### Description of the task
Write out the entries below in full, exactly as given.

(Recorded data)

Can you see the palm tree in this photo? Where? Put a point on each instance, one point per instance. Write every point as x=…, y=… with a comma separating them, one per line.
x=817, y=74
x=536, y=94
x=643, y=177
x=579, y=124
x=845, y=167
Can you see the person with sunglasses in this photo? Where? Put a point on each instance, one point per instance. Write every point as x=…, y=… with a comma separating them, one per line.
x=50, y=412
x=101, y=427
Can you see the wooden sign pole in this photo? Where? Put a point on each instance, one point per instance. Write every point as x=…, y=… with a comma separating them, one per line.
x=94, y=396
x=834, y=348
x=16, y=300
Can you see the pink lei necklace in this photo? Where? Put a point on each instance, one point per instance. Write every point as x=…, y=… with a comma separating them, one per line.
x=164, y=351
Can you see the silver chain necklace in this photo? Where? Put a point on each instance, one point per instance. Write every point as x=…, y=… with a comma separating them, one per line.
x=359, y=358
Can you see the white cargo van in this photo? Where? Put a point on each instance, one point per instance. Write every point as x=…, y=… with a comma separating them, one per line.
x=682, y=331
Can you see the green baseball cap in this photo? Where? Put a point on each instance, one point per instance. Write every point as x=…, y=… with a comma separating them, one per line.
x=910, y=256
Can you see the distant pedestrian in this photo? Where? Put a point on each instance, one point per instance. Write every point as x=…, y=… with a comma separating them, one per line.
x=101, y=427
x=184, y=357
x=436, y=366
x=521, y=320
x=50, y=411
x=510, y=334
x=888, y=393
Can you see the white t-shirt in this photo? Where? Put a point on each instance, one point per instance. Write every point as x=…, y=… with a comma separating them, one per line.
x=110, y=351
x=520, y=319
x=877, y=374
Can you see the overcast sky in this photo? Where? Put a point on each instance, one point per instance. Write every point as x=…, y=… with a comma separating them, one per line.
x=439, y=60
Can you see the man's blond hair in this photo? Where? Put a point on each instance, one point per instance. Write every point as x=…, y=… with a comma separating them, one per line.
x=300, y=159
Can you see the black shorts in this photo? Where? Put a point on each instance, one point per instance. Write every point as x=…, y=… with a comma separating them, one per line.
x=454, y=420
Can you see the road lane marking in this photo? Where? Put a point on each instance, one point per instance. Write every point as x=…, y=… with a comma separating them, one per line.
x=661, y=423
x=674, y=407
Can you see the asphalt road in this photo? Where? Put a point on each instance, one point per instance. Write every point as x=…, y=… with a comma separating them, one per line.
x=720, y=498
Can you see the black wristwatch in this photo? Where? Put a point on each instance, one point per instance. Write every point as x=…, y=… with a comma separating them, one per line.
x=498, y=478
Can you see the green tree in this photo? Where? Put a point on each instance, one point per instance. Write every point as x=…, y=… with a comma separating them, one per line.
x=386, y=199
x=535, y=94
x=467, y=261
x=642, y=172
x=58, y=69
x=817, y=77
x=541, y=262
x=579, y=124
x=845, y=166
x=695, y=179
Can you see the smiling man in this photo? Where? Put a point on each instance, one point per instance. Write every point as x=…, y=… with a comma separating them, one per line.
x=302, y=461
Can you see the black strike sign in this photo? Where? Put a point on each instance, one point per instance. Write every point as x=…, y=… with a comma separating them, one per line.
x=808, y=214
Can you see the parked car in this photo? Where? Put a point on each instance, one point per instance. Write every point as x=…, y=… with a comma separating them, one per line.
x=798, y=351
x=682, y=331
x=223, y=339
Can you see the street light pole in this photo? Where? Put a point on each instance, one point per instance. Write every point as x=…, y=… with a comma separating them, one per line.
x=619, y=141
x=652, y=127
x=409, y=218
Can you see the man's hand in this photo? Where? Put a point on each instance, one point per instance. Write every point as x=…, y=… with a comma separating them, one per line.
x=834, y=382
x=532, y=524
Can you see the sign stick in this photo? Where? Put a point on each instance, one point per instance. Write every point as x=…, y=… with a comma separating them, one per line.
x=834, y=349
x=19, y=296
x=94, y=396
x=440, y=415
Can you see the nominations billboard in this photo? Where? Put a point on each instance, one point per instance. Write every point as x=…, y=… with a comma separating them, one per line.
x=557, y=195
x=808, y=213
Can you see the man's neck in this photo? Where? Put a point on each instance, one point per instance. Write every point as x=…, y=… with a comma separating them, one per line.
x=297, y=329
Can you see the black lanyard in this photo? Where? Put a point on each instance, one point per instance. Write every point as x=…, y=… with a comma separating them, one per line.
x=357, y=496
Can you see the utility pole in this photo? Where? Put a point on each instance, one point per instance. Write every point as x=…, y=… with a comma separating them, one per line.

(End Recorded data)

### Answer space
Can you see the palm tree in this photo? Where? Put a point on each instance, one point per instance. Write every point as x=…, y=… with a comma separating them, one per line.
x=817, y=74
x=536, y=94
x=643, y=177
x=579, y=124
x=845, y=167
Can you see the person with sunglasses in this photo? Where? Put a point on each instance, one point per instance. Write every point as x=…, y=… with a comma separating them, one per line.
x=50, y=412
x=101, y=427
Can you see the wooden sign pole in this photo? Where? Put a point on each instance, one point per instance. Write every point as x=…, y=… with a comma separating them, one per line.
x=94, y=396
x=834, y=348
x=16, y=300
Can you see the pink lei necklace in this photo? Where? Put a point on each instance, one point per instance. Write every point as x=…, y=… with a comma separating them, one per line.
x=164, y=351
Can you see the silver chain necklace in this photo? Where? Put a point on each instance, one point per instance. Write every point as x=…, y=… with a comma separating them, one per line.
x=359, y=358
Can you see the white cargo van in this photo? Where? Put a point on each instance, one point per instance. Write every point as x=…, y=… with a comma separating them, one per line.
x=682, y=331
Can you see the green baseball cap in this photo? Where? Put a point on each instance, one point per instance. Write every point as x=…, y=… with a comma separating them, one per line.
x=910, y=256
Can you see the distant pedestrian in this photo? Where? Put a point on each instance, one point per instance. Write every point as x=…, y=… with a comma separating them, one per line.
x=101, y=427
x=184, y=357
x=436, y=366
x=521, y=320
x=50, y=411
x=510, y=334
x=888, y=393
Can you see the white t-shirt in this photo? Where? Put a point on each instance, one point per instance. Write every point as x=…, y=… with a comma separating them, one per line.
x=110, y=351
x=520, y=319
x=877, y=374
Can you see the overcast sky in this photo? Where? Put a point on each instance, one point per instance. Write every point as x=…, y=… with a comma separating them, one per line.
x=439, y=60
Can you see the man's blond hair in this photo? Where? Put a point on each instance, one point per instance. Write every point as x=…, y=… with a comma separating them, one per line.
x=300, y=159
Can you see the black shorts in this photo? Where? Put a point on each instance, one point per instance. Write every point as x=…, y=… with a comma separating them, one per line.
x=454, y=420
Can you see the road lane marking in this photo? Where? Put a point on each instance, one point per instance. Write every point as x=…, y=… with a comma separating them, one per line.
x=661, y=423
x=674, y=407
Can you see the asphalt road in this photo? Where? Put a point on each instance, one point per instance. Write every point as x=…, y=… with a comma separating them, one per line.
x=720, y=498
Can you see the black wristwatch in this photo? Where? Put a point on each instance, one point per instance. Write every point as x=…, y=… with a comma separating them, one per line.
x=498, y=478
Can you see the green tree in this photo? Where? Put a point on each instance, one point per instance. Write every point as x=…, y=… with a comma separating them, one per line.
x=386, y=199
x=535, y=94
x=467, y=261
x=642, y=172
x=58, y=69
x=817, y=77
x=541, y=262
x=579, y=124
x=845, y=166
x=695, y=179
Can you see the smiling man in this photo? Where? Put a point on each instance, one point per instance. Write every point as x=…, y=… with a comma separating them, one per line.
x=302, y=461
Can you see the black strike sign in this photo? Where? Put a point on each instance, one point per instance. Write every point as x=…, y=… with a comma separating them, one per line.
x=808, y=214
Can you see the parked car in this photo? Where? Put a point on each instance, one point per instance. Write every point as x=…, y=… with a comma separating them, one per line.
x=798, y=351
x=682, y=331
x=223, y=339
Can you see the street light pole in this photo? Where? Put a point on each instance, one point per instance. Write every point as x=…, y=… with a comma separating them, one per line.
x=619, y=141
x=652, y=127
x=409, y=218
Can you see the man's hand in this photo? Where? Put a point on each instance, one point per instance. Write every point as x=…, y=… with a comma separating them, one per line.
x=834, y=382
x=532, y=524
Can you see the sign stick in this photo? Where? Put a point on each instance, one point per instance. Write every point as x=…, y=… with a comma separating them, one per line.
x=834, y=349
x=19, y=296
x=94, y=396
x=440, y=415
Can you see the nominations billboard in this photo? Where? Put a point on each instance, one point per instance. Write every point as x=…, y=… with a comma separating them, one per line.
x=557, y=195
x=808, y=213
Can you see the man's neck in this photo? Where? Put a point on each instance, one point per instance. Write every point as x=…, y=… with a comma separating them, one per line.
x=297, y=329
Can you see the black lanyard in this photo? Where? Put a point on each instance, one point per instance. Write every point as x=…, y=… with a comma separating them, one per line.
x=357, y=496
Can you see the utility pole in this photo? Where? Put a point on each instance, one point per instance. Write every point as x=…, y=… with a comma separating them, one per line.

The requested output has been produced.